(Excerpted records):
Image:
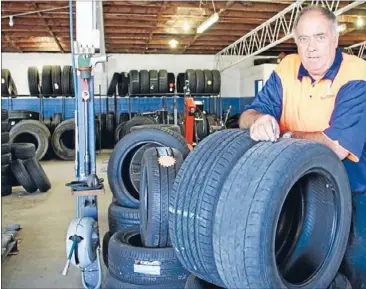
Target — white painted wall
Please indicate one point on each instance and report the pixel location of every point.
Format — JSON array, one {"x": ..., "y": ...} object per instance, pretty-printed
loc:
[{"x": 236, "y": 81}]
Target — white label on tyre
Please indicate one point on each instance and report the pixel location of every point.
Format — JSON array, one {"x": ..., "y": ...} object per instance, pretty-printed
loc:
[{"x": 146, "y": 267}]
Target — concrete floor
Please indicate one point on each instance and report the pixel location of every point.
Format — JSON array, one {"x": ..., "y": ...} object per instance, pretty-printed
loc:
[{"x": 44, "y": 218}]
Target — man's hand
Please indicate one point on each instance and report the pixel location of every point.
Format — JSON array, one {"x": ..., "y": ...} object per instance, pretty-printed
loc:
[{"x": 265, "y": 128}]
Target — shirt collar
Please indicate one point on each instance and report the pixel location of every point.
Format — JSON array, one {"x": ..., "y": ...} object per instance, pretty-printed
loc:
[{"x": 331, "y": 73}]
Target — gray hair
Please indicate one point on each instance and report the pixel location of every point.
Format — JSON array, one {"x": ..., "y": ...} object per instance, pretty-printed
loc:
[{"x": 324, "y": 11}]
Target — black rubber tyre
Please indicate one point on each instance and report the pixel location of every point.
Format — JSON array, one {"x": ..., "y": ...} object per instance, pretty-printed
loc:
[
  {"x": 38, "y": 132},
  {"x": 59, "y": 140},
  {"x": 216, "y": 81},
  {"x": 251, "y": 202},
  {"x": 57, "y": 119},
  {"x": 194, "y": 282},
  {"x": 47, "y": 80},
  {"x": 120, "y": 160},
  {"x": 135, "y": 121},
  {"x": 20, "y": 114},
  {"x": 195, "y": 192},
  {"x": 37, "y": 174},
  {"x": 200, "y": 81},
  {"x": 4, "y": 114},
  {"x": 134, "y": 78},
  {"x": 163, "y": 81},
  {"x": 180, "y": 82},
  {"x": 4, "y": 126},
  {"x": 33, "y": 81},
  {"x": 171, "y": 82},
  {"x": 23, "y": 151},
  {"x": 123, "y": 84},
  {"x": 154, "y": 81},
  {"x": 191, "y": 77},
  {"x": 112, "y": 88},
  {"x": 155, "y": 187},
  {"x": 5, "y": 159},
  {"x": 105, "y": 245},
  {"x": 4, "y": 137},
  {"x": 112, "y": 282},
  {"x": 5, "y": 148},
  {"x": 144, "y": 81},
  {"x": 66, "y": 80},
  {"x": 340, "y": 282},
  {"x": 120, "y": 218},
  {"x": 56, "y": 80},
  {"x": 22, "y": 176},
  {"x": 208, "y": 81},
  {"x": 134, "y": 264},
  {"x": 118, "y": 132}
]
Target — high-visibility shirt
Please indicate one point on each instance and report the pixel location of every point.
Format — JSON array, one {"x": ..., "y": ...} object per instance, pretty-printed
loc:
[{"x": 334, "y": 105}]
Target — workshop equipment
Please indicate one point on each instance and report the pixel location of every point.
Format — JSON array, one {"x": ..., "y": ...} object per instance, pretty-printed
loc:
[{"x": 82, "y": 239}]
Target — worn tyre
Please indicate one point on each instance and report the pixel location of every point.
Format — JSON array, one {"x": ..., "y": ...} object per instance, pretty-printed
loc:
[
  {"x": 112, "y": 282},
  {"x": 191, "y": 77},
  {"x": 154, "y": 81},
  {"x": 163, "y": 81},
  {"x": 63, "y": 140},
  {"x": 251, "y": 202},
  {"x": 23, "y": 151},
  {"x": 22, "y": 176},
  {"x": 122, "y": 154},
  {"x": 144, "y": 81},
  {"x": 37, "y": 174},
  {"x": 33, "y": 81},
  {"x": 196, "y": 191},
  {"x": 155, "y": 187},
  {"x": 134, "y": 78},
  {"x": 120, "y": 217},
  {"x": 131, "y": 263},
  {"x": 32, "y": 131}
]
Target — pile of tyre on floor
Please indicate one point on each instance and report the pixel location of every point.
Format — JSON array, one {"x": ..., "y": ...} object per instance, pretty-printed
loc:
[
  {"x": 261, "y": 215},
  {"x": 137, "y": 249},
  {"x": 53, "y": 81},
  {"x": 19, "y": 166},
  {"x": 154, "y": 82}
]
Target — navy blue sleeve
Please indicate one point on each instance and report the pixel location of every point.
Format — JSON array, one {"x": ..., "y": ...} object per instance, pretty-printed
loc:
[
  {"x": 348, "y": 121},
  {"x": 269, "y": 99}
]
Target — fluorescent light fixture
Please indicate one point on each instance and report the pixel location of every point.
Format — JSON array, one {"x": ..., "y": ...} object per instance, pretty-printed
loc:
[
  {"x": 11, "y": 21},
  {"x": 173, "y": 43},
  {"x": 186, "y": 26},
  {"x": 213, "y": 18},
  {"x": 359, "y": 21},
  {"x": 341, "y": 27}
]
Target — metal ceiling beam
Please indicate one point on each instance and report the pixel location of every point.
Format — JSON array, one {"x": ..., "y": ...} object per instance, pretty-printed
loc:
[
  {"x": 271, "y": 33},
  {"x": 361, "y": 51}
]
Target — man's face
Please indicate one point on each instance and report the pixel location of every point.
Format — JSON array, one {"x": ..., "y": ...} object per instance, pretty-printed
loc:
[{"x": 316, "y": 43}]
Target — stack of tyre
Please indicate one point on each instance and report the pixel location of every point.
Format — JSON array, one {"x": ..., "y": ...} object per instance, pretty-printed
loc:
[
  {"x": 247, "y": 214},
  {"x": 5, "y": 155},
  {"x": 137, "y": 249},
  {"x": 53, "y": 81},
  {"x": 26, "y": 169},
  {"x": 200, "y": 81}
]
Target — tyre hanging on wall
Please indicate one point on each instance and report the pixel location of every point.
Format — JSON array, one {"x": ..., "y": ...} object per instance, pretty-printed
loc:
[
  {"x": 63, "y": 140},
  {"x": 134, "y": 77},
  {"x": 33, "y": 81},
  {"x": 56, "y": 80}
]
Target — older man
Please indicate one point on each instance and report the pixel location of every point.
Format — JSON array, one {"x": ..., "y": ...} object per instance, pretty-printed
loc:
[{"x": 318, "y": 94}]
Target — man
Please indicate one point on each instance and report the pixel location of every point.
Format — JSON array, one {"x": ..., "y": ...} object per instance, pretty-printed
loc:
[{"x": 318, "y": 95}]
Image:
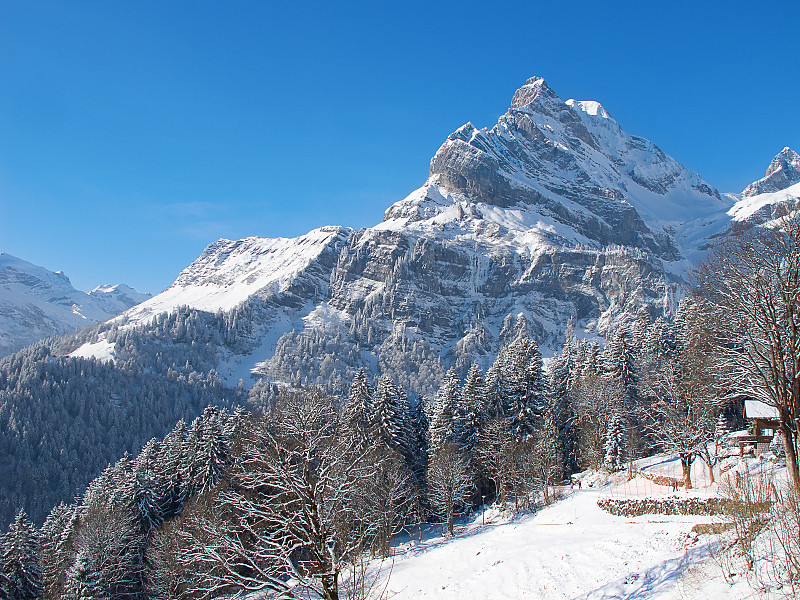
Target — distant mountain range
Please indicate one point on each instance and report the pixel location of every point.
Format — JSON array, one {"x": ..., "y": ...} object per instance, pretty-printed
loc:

* * *

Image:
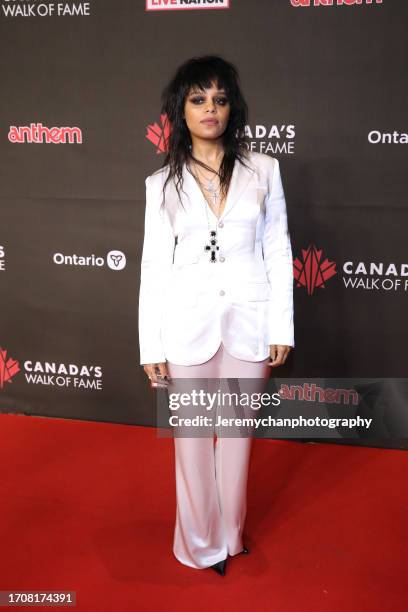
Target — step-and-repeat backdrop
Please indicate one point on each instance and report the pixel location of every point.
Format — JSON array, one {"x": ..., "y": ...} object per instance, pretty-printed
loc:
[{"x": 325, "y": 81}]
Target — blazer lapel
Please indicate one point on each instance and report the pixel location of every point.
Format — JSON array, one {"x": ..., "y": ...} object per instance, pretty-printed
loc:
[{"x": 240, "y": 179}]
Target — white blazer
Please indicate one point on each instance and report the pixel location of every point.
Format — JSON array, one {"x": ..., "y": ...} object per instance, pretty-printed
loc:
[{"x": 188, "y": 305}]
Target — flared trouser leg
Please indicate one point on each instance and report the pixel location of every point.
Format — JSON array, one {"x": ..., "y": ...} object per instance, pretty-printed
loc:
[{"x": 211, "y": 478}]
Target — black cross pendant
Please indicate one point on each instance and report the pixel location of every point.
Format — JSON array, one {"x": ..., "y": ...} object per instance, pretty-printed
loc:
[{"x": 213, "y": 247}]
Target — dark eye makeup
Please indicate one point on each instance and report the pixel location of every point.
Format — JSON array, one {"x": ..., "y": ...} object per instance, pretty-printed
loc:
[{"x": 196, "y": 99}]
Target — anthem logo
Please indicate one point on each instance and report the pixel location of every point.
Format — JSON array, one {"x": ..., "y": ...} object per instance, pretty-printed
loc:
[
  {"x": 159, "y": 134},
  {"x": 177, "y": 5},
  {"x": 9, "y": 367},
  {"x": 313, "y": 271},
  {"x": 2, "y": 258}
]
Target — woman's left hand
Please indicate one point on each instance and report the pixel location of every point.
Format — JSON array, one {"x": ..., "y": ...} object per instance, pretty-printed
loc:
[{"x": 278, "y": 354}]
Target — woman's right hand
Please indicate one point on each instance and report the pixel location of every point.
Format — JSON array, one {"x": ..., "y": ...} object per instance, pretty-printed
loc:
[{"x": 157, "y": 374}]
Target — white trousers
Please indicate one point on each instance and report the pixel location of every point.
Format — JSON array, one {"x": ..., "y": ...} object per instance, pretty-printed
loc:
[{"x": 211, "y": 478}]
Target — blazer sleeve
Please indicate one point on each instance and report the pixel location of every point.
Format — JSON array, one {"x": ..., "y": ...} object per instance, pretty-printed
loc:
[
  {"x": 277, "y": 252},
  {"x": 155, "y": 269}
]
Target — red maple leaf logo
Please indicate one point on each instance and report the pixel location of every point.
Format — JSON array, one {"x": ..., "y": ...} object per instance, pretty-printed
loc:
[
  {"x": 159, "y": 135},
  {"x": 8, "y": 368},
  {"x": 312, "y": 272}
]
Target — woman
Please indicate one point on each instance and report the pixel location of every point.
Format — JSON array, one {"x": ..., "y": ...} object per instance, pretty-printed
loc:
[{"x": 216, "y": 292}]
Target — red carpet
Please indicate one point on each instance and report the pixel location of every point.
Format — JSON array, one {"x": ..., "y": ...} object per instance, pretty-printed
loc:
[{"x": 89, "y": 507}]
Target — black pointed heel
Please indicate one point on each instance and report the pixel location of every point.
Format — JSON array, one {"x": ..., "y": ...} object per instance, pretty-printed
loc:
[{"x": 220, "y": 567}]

(To do):
Pull out every line above that contains the string "white". Case counts, so a match must have the same uppercase and lowercase letters.

(Exercise response):
Target — white painted wall
Target — white label on tyre
Target — white blazer
Target — white trousers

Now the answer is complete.